• EXTRAIT DU DOCUMENT
* * * *

Jean-Louis borloo est un destructeur polyvalent : on lui doit les destructions de logements HLM, mais aussi celle du droit du travail.
Avec le contrat de transition professionnelle, notre prodige faitd’une pierre trois coup : il s’attaque à la fois au cdd et au cdi, à l’assurance chômage et au cadre national de la loi.
Le CTP est en effet une expérimentation : le texte est passé par ordonnance et ne s’applique qu’à certains bassins d’emplois : ainsi que vous habitiez la Creuse ou le Nord Pas de Calais, les règles qui vous seront applicables ne seront pas les mêmes.
En quoi consiste le CTP
Il s’agit d’un contrat conclu entre un licencié économique et l’AFPA : il s’agit d’une période pendant laquelle vous serez indemnisé à hauteur de 80 pour cent de votre salaire brut.
Voilà pour la carotte, puisque le montant de l’indemnisation est supérieur à ce que vous toucheriez aux ASSEDIC.
Seulement pendant un an , la CTP vous fera alterner périodes d’actions de recherche et de retour à l’emploi ( bilan de compétences , ateliers ....), périodes de formation et ....périodes de travail.
Or lorsque vous signifiez votre accord à l’employeur concernant la CTP, vous ne connaissez pas encore le contenu du dispositif et ce à quoi vous allez vous engager : c’est huit jours plus tard que vous avez un entretien avec votre référent et un mois après que l’AFPA vous propose le plan d’action « concerté »

* * * *

• ENTRÉES AFFICHÉES

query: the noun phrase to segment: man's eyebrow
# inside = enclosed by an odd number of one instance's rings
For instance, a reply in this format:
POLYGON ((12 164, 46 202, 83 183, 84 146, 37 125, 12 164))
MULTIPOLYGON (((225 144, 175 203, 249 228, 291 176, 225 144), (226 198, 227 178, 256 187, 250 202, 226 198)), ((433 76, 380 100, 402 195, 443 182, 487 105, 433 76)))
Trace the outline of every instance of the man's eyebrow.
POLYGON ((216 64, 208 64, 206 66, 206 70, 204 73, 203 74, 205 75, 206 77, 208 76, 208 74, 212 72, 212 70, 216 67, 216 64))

* * * *

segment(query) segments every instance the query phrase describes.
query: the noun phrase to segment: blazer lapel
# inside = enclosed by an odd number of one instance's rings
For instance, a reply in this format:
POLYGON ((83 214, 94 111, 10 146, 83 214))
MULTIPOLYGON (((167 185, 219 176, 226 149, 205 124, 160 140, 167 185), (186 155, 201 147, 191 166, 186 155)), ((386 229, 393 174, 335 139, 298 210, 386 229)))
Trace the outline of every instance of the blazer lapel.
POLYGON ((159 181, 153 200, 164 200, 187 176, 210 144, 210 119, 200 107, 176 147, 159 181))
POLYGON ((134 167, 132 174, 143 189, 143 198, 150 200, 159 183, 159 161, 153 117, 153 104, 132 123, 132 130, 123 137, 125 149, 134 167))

* * * *

Recopiez à l'identique tout le passage de l'extrait sur le contrat de transition professionnelle, depuis « Voilà pour la » jusqu'à « et ....périodes de travail. » inclus.

• RÉSULTAT CI-DESSOUS
Voilà pour la carotte, puisque le montant de l’indemnisation est supérieur à ce que vous toucheriez aux ASSEDIC.
Seulement pendant un an , la CTP vous fera alterner périodes d’actions de recherche et de retour à l’emploi ( bilan de compétences , ateliers ....), périodes de formation et ....périodes de travail.